-------- Record set

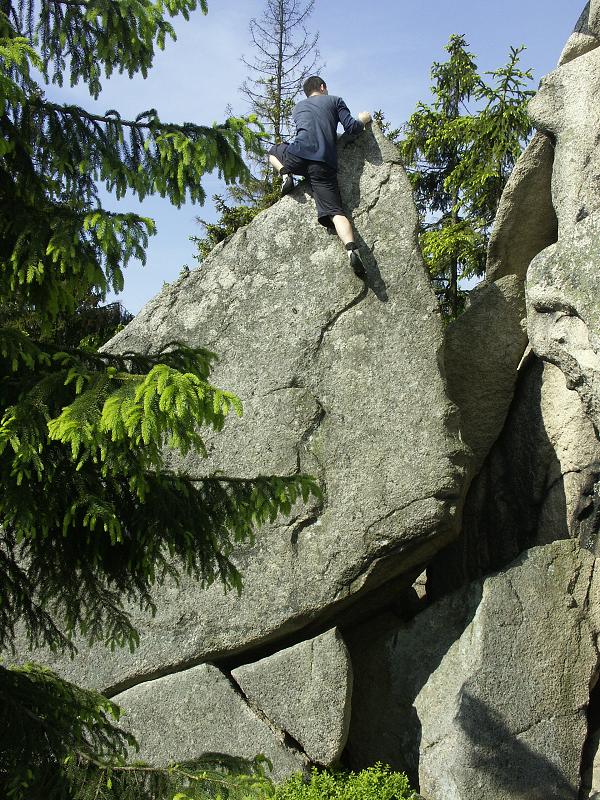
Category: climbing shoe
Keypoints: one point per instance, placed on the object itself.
(287, 185)
(356, 263)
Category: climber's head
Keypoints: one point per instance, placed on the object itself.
(314, 85)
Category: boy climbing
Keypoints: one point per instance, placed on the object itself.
(313, 154)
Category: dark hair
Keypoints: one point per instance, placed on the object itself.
(313, 84)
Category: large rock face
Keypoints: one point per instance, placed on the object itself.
(467, 458)
(339, 379)
(484, 693)
(563, 287)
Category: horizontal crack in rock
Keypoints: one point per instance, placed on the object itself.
(329, 325)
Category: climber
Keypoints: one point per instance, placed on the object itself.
(313, 155)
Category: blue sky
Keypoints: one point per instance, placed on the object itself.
(377, 55)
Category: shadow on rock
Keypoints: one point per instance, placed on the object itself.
(514, 767)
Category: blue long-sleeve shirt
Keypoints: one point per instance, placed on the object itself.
(316, 120)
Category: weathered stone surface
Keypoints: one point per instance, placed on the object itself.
(567, 107)
(578, 44)
(563, 287)
(306, 690)
(536, 485)
(392, 660)
(498, 706)
(593, 21)
(525, 222)
(503, 716)
(338, 379)
(482, 350)
(183, 716)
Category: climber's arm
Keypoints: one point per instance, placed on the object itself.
(349, 124)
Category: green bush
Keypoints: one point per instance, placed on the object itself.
(375, 783)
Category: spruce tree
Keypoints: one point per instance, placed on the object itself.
(285, 53)
(89, 516)
(459, 151)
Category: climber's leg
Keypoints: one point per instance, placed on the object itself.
(284, 166)
(323, 179)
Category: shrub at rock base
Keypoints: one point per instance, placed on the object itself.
(374, 783)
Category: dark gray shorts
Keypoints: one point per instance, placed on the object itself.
(323, 180)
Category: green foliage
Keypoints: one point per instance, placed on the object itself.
(459, 158)
(60, 742)
(285, 54)
(91, 517)
(375, 783)
(231, 218)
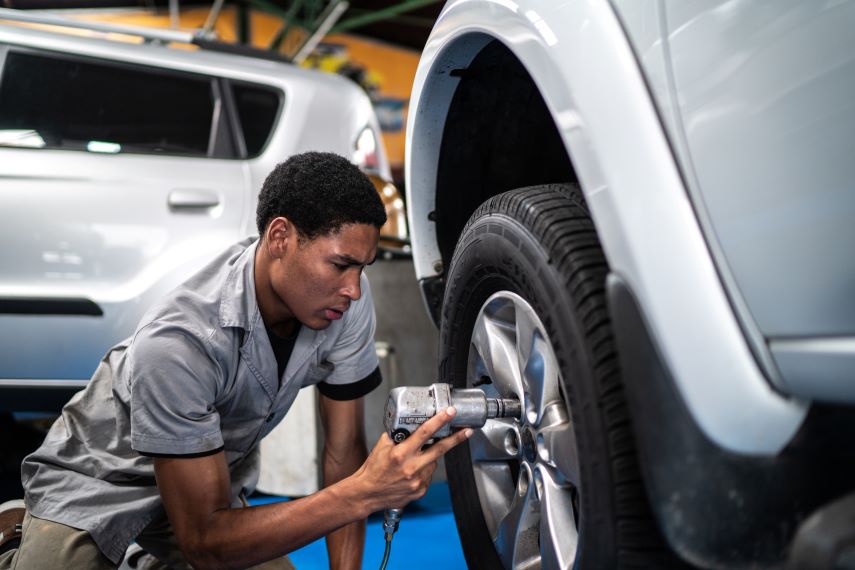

----------------

### [Work order]
Lines holding "climber": please count them in the data above and reply with the number alone.

### [Answer section]
4